— Extract to read —

Wright has cleverly used this poem as an allegory. On the surface, one would say that the poem is about anxious children all wanting to win their races, with some children losing and others winning. However, the poem goes much further than that. What Wright wants the reader to understand is that the sports day is actually a training ground for the world, where the children learn to grow from their parents and take on the hard ways of the world.
The races and ball games in which the children participate represent their individual life-courses. To explain this, there is a rich development of symbolism all throughout the poem. The poem begins with the field, which symbolizes the start of life, when a baby is born. “Naked all night the field/ breathed its dew until the great gold ball of day! sprang up from the dark hill.” The great gold ball of day, the sun, is like a ball itself, which flows with the theme of athletic competition.
In the second stanza, “… the children comel the field and they are met/ their day is measured and marked…” describes how these ‘babies’ meet with life. This metaphor of their day being measured and marked shows how at this stage, life is set out by the children’s parents. This is an excellent representation that the reader can relate to as it describes the general life pattern that the average child (as the reader was at one stage also a child) goes through.
The significance of the symbolism is strongly spelt out in the fifth stanza and also adds to Wright’s deep meaning of the poem. The “starter’s gun” is the beginning of the children’s individual journeys, the “lane” is the road – the way they decide to take and follow, and the contrast in “the ball dropped and held” shows how some will succeed and gain along the way, and others will lose. The field changes from being an empty piece of earth to being a measured field and at the end, when it’s empty again, it goes back to being just a piece of earth, symbolizing the end of the child’s life journey. The large amount of symbolism used in this poem gives it a distinctive quality and distinguishes it from other poems, as to find a poem with so much symbolism and hidden meanings is not very common.

— Dataset extract —
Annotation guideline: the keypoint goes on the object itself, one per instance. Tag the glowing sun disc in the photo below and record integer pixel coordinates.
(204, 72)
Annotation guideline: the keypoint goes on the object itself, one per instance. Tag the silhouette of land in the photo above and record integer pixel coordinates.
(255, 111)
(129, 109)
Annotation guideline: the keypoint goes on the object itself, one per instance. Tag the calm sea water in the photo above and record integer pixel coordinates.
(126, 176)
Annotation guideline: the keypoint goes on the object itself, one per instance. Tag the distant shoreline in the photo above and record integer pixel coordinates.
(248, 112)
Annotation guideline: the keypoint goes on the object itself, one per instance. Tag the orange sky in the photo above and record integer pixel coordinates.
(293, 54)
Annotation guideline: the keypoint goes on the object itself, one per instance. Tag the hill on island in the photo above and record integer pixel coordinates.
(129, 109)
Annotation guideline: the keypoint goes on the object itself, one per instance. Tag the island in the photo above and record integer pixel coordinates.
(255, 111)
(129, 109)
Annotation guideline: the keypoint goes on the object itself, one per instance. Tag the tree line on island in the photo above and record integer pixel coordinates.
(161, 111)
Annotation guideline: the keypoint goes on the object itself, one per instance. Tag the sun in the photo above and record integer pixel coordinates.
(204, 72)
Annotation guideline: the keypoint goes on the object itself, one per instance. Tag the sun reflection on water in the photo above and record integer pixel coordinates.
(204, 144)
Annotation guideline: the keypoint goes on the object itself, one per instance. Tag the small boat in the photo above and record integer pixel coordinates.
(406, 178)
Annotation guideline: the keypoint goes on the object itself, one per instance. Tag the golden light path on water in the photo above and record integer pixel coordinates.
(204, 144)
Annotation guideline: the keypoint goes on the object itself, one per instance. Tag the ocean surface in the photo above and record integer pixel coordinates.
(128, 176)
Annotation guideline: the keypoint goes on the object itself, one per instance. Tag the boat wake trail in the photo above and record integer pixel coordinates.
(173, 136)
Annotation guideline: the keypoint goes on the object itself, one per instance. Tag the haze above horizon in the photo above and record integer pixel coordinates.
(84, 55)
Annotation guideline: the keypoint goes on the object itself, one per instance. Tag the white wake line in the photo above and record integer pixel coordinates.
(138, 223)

— Task description —
Carry on the essay about Wright's sports-day poem, starting right after its last sentence.

— Output for this task —
Sports Field, unlike a lot of Judith Wright’s poetry, does not involve Wright’s concern and commitment to the environment and towards Aboriginal people, but discusses the character of human nature. Her concern about the general nature of humans was triggered when she attended a school sports day. Watching the competition progress moved and interested her to write this poem. Wright uses Sports Field as a way of finding meaning in the world and wants the reader to learn to understand life and how it works. She did this by finding the right words, rhythms, rhymes and sentences. The closely patterned rhyme in the regular four line stanzas suits the theme of ‘orderly competition that is played upon throughout the entire poem. This structure helps the reader to identify and ‘feel’ the systematic competition that he/she is reading about. Wright manages to keep this orderly structure by frequently enjambing sentences and allowing them to run onto the next stanza. An example of this is “…runners and watchers/
pick up their pride and pain”. Also present in this line and in other parts of the poem is the use of alliteration. “pick… pride…pain” contrasts the idea that some people succeed in life whereas others fail and lose. This idea of pride and pain is also mentioned in stanza six, with the emphasis that winners in life achieve and gain their goal, and therefore stand proud, whereas those that do not succeed – the losers, suffer the pain of being failures. Contrast is used in stanza three in the second line to continue this emphasis on the theme of winning and losing in life, “…and built to win or lose”. This shows how the children are molded to take on the thinking that life is all about success and failure. This line also contains assonance in the words “built” and “win”. Wright has purposely excluded the word “lose” from this assonance because she wants to connect “built” and “win” to show that the children are molded to win, and not to lose. I believe the ultimate meaning the message that Wright wants to get across to the reader is that life is precious, and therefore, people try to get the best future for themselves.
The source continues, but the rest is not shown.